** What you should do **
Rewrite all of the rows with "indicate" replaced by "locate" at every occurrence. Leave everything else unchanged.

(Excerpts from location labeling data)
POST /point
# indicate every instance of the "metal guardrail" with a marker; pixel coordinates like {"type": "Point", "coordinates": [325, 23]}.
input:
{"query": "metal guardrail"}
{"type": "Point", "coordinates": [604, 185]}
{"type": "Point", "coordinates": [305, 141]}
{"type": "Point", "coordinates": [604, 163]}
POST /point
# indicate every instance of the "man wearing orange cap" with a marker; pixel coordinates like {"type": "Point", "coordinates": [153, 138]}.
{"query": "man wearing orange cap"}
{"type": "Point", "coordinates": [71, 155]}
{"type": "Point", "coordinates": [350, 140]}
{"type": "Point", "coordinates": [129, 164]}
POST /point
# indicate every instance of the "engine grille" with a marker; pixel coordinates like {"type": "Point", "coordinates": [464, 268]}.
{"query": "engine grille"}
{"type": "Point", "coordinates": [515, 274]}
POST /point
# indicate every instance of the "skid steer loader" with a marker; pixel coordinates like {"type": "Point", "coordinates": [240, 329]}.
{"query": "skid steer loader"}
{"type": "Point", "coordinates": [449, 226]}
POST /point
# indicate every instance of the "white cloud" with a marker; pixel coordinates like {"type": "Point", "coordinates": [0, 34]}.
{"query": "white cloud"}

** The answer **
POST /point
# locate every instance of the "metal guardrail" with a marker; pixel coordinates like {"type": "Point", "coordinates": [325, 23]}.
input:
{"query": "metal guardrail"}
{"type": "Point", "coordinates": [604, 185]}
{"type": "Point", "coordinates": [305, 141]}
{"type": "Point", "coordinates": [604, 163]}
POST /point
# locate every instance of the "man wearing orange cap" with a marker; pixel coordinates like {"type": "Point", "coordinates": [153, 138]}.
{"query": "man wearing orange cap"}
{"type": "Point", "coordinates": [71, 155]}
{"type": "Point", "coordinates": [350, 140]}
{"type": "Point", "coordinates": [129, 164]}
POST /point
# locate every instance of the "engine grille" with a marker; pixel coordinates like {"type": "Point", "coordinates": [464, 268]}.
{"query": "engine grille"}
{"type": "Point", "coordinates": [515, 274]}
POST /point
# locate every instance of the "skid steer loader" with a marker; pixel coordinates like {"type": "Point", "coordinates": [240, 329]}.
{"query": "skid steer loader"}
{"type": "Point", "coordinates": [449, 226]}
POST /point
# locate every instance of the "white cloud" with a marker; pixel coordinates like {"type": "Point", "coordinates": [0, 34]}.
{"query": "white cloud"}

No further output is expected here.